- **Passage given**:
The Industrial Revolution was the ultimate in tech increasing productivity. It did not result in wage deflation.
Rather the problem is corporations feel a smaller and smaller share of revenue should go to labor and no longer link productivity with wages in any fashion.
If we were simply losing jobs to technology in an organic fashion then inflation and wages should be roughly independent variables and we should see a strong drop in the labor participation rate. Instead we've seen the two variables are fairly closely linked and labor participation has increased.
Furthermore productivity hasn't really been increasing substantially faster since the change in pattern in the early 70s, with an exception perhaps of the late 90s during which there was a concurrent uptick in wages.
The labor participation rate is down recently (largely due to demographics as the Boomers retire), but a higher percentage of people are working now than were in 1960s. If anything too many people are currently working, which indicates the problem isn't a lack of jobs.
We don't lack jobs. That's not the issue. A higher percentage of Americans are working now than did in 1960. And they are better educated. And more productive. The problem is that some time between the 1970s and 1980s they stopped getting paid more as productivity went up. That's cultural/societal more than economic/technological.
It is very weird to see optimism mocked followed by a casual prediction of the magical death of scarcity not only of resources but of labor. Or the idea that economic value has any definition in such a society. If labor is worth nothing and there's infinite productivity, wealth would similarly be worthless.
QEDMF xbl: PantsB G+
Fundamental misunderstanding of "debt".
Pundits and politicians are punting the very complicated and complex area of national economics and federal finance right to the populace, a group of people who rightly don't understand the shit because most people who are in the field don't understand the shit completely, and it has to exist as a hivemind sort of field.
Basically, those in power are using the stupidity of the American electorate to push issues against people who know better.
And yet there are so many various professions where we as a society are happy to believe the opposite. But apply that logic to tech, and it suddenly fails?
I blame Art Laffer and his fucking curve.
There's a good sociological reason for a 90‰ top tax bracket.
It's because you're jealous of their success.
That IS the go-to response to this, if I'm not mistaken.

- **Dataset entries**:
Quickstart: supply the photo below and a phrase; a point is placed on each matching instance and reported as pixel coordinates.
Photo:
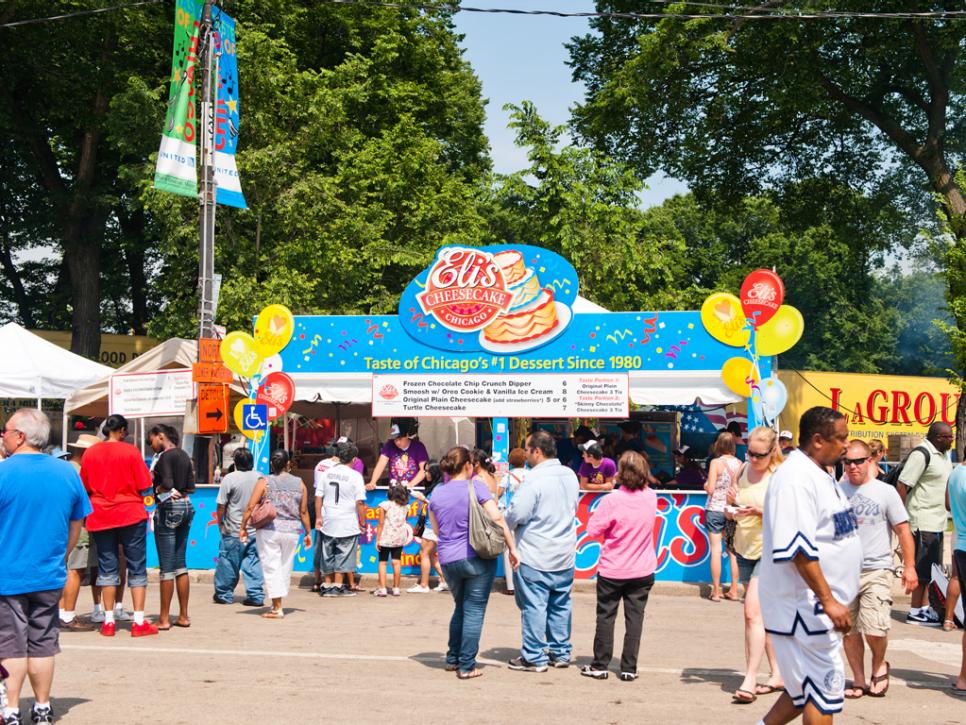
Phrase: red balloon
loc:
(762, 293)
(277, 391)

- **Required actions**:
**1)** From the discussion of wages and productivity, extract the text from "Basically, those in" up to and including "of their success.".
**2)** Answer these questions using the discussion of wages and productivity:
(a) According to the text, when did workers stop getting paid more as productivity went up?
(b) What does it give as the main reason the labor participation rate is down recently?
(c) Which period does it name as a possible exception, when productivity rose and wages also ticked up?

- **Full solutions**:
**1)**
Basically, those in power are using the stupidity of the American electorate to push issues against people who know better.
And yet there are so many various professions where we as a society are happy to believe the opposite. But apply that logic to tech, and it suddenly fails?
I blame Art Laffer and his fucking curve.
There's a good sociological reason for a 90‰ top tax bracket.
It's because you're jealous of their success.

**2)**
(a) Some time between the 1970s and 1980s.
(b) Demographics, as the Boomers retire.
(c) The late 90s.